▸ Text block

• • •

Rawdigs Audio Service¶

Overview¶

The Rawdigs Audio Service is a dedicated Python-based microservice designed to handle audio file processing for the Rawdigs platform. It works alongside the main Laravel application by offloading computationally intensive audio processing tasks such as transcoding, waveform generation, loudness normalization, and audio analysis. The service listens to media upload events via RabbitMQ, processes the audio files stored in Cloudflare R2, and publishes processed results back for consumption by the Laravel app and frontend clients.

This architecture allows the Laravel app to remain responsive while delegating heavy audio processing to a scalable, asynchronous Python microservice.

Architecture Diagram¶

graph LR
    A[Laravel App] -->|Publishes media.uploaded| B[RabbitMQ]
    B -->|Consumes media.uploaded| C[Python Audio Service]
    C -->|Reads/Writes| D[Cloudflare R2 Storage]
    C -->|Publishes media.processed| B
    B -->|Consumes media.processed| A
    A -->|Serves| E[React Frontend]
    D -->|Serves Audio/Artwork| F[CDN]

Components¶

Component	Description
Laravel	Main backend app handling user requests & API
RabbitMQ	Message broker for event-driven communication
Python	Audio microservice using FastAPI & Celery
Cloudflare R2	Object storage for raw and processed audio/artwork
CDN	Content Delivery Network for streaming/downloads
React	Frontend UI consuming processed audio data

Python Stack¶

Library/Tool	Purpose
FastAPI	REST API framework for service endpoints
Celery	Distributed task queue for asynchronous jobs
FFmpeg	Audio/video transcoding and format conversion
librosa	Audio analysis and feature extraction
pyloudnorm	Loudness normalization (EBU R128)
Essentia	Audio analysis library (C++ core + Python bindings)
mutagen	Audio metadata reading and writing
boto3	AWS SDK used for Cloudflare R2 S3-compatible API

Pro‑Grade Stack & Options (Recommended)¶

This section refines codec, library, container, and monitoring choices for production-grade audio processing at scale.

Codec & Streaming Matrix¶

Format	Compatibility	Pros	Cons	Notes
HLS (AAC-LC)	All browsers (esp. iOS/Safari)	Best UX, cacheable small segments, ABR	AAC encode quality varies by encoder; segment overhead	Use audio-only HLS; 64/128/192 kbps; 2–4s segments; prefer fMP4 if gapless needed
Progressive (MP3 320)	Ubiquitous	Simple, robust previews/downloads	No ABR; larger files	ID3v2.3/2.4 tags; embed cover
Progressive (Opus)	Excellent on desktop/Android; not in iOS Safari	Highest quality/bitrate	Apple Safari gap	Offer as optional progressive or downloads.
Lossless (FLAC, WAV/AIFF)	FLAC widely supported; WAV universal	Archival/mastering grade	Large files	Transcode from master; do not cascade from lossy.

• • •

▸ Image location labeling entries
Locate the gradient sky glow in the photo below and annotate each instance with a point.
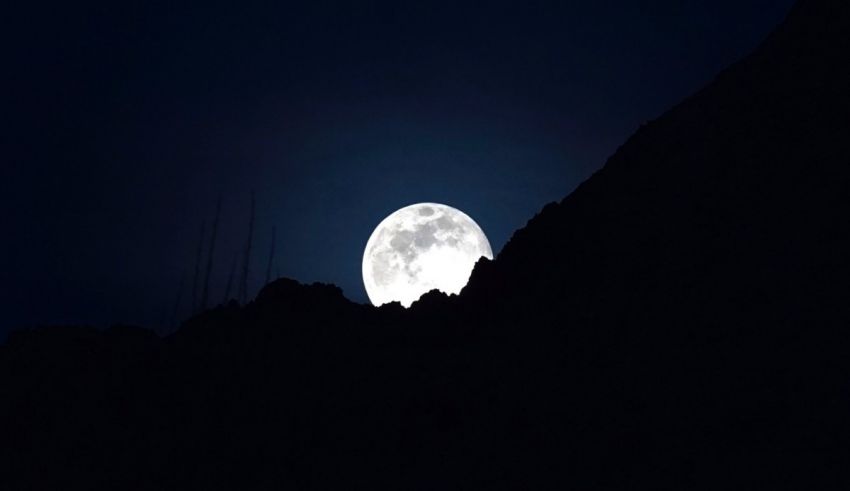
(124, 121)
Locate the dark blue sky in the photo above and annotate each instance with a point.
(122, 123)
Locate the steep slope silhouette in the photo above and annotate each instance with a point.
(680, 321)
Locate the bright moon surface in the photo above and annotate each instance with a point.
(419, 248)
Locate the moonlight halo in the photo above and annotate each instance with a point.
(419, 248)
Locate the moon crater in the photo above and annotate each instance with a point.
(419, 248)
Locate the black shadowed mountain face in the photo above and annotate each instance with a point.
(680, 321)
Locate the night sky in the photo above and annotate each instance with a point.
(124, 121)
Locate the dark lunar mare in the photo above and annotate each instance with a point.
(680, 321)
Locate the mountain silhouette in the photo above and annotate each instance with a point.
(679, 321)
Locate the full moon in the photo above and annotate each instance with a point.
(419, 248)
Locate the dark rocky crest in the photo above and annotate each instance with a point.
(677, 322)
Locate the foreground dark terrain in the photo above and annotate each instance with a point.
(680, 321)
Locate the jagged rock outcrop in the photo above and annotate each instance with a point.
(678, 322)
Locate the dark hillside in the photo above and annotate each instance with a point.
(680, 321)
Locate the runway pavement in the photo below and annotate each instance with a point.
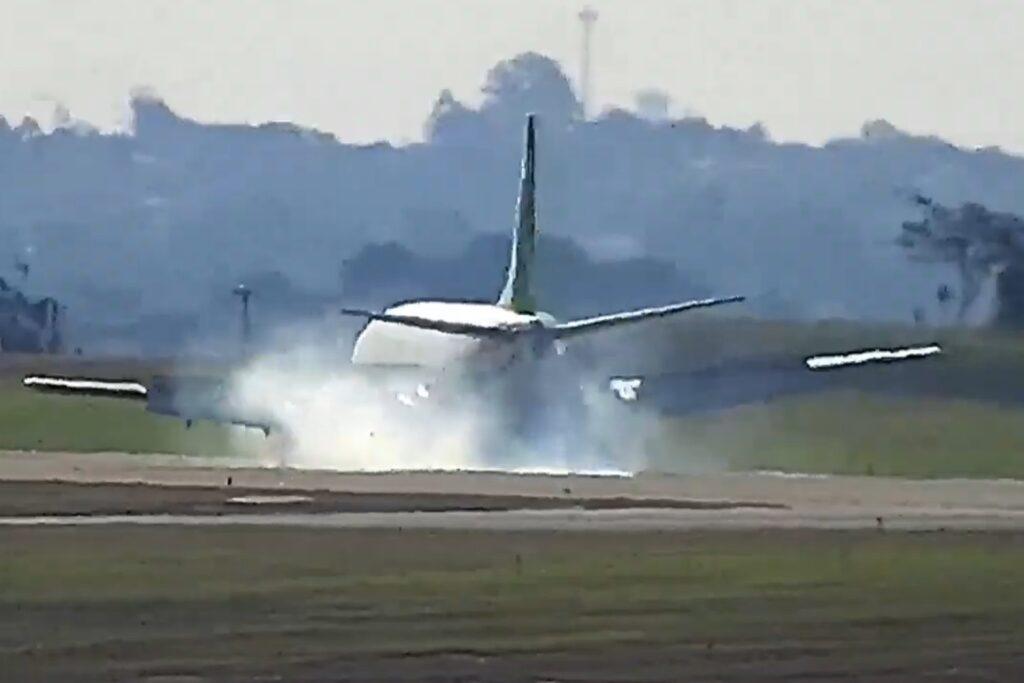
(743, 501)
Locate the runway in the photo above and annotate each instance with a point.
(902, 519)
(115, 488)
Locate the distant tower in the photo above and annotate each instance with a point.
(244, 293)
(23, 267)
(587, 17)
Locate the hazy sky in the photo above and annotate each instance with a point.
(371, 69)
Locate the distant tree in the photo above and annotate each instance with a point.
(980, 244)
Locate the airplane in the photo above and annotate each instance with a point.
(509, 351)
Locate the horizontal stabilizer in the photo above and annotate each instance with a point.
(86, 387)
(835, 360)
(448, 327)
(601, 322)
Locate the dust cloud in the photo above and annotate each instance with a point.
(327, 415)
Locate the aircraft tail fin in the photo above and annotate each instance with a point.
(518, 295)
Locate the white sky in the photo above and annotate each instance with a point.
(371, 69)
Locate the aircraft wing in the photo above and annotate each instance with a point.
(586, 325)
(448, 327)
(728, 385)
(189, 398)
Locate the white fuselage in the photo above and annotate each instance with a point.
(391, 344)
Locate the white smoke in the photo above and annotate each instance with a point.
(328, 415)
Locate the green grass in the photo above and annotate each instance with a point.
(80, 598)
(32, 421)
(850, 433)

• • •

▸ Set task 1
In the Rawdigs Audio Service page, copy the passage between "This architecture allows" and "asynchronous Python microservice.", inclusive, without changing anything.
▸ Set task 2
Render this sentence from the Rawdigs Audio Service page in Spanish: "This architecture allows the Laravel app to remain responsive while delegating heavy audio processing to a scalable, asynchronous Python microservice."

▸ Full response 1
This architecture allows the Laravel app to remain responsive while delegating heavy audio processing to a scalable, asynchronous Python microservice.

▸ Full response 2
Esta arquitectura permite que la aplicación Laravel siga respondiendo con agilidad mientras delega el procesamiento de audio pesado a un microservicio de Python escalable y asíncrono.